Records excerpted from a collection
◆ ◆ ◆

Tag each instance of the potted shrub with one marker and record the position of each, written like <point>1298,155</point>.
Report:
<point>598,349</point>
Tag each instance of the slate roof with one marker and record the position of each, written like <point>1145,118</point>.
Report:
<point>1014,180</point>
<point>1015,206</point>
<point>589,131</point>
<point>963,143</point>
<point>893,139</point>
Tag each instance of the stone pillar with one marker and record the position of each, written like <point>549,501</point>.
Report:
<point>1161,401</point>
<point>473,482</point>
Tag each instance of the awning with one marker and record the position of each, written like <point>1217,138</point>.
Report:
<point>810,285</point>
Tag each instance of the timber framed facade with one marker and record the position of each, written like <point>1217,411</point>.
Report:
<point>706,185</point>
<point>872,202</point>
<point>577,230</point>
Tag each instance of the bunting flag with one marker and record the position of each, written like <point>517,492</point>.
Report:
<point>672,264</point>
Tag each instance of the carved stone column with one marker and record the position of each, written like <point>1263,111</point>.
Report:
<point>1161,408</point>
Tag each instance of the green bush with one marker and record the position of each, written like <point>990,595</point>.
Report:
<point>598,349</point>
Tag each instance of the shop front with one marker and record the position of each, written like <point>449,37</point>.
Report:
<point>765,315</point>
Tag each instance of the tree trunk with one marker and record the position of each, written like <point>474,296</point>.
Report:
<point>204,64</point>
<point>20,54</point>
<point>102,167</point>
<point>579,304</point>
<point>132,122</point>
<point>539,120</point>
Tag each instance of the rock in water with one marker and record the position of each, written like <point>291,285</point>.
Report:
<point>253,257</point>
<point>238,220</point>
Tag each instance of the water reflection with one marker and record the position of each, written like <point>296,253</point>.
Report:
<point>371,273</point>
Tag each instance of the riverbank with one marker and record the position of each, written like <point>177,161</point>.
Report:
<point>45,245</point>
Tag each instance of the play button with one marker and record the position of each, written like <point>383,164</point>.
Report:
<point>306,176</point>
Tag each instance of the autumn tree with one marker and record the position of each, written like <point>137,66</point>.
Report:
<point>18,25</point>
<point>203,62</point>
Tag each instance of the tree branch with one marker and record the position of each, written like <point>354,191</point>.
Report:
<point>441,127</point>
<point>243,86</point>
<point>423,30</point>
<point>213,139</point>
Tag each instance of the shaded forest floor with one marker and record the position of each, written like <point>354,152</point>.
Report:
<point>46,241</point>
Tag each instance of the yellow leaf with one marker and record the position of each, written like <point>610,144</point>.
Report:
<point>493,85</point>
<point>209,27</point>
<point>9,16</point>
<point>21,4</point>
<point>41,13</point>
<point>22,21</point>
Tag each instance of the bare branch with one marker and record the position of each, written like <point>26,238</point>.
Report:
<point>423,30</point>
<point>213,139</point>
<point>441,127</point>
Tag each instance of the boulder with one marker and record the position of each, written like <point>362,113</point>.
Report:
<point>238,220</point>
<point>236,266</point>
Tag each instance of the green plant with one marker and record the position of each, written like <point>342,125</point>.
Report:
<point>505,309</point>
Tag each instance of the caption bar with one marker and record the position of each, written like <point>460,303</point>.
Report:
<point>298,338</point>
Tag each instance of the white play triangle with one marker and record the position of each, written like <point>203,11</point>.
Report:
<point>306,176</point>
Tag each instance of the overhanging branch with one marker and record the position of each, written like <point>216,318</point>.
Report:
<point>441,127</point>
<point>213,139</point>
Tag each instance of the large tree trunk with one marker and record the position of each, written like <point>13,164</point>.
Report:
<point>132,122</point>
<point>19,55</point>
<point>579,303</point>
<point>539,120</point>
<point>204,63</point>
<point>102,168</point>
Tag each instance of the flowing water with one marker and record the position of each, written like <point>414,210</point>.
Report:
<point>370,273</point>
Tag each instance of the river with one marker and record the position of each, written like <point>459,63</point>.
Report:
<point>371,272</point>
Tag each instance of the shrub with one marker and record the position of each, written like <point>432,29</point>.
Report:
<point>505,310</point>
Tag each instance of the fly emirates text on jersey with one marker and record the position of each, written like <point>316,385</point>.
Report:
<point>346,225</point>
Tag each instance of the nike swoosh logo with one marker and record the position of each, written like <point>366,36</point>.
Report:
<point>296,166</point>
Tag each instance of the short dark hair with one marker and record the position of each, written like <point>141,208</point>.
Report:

◆ ◆ ◆

Task statement
Going through the entries above, count the lines with the word "shrub". Give only the result.

Output below
2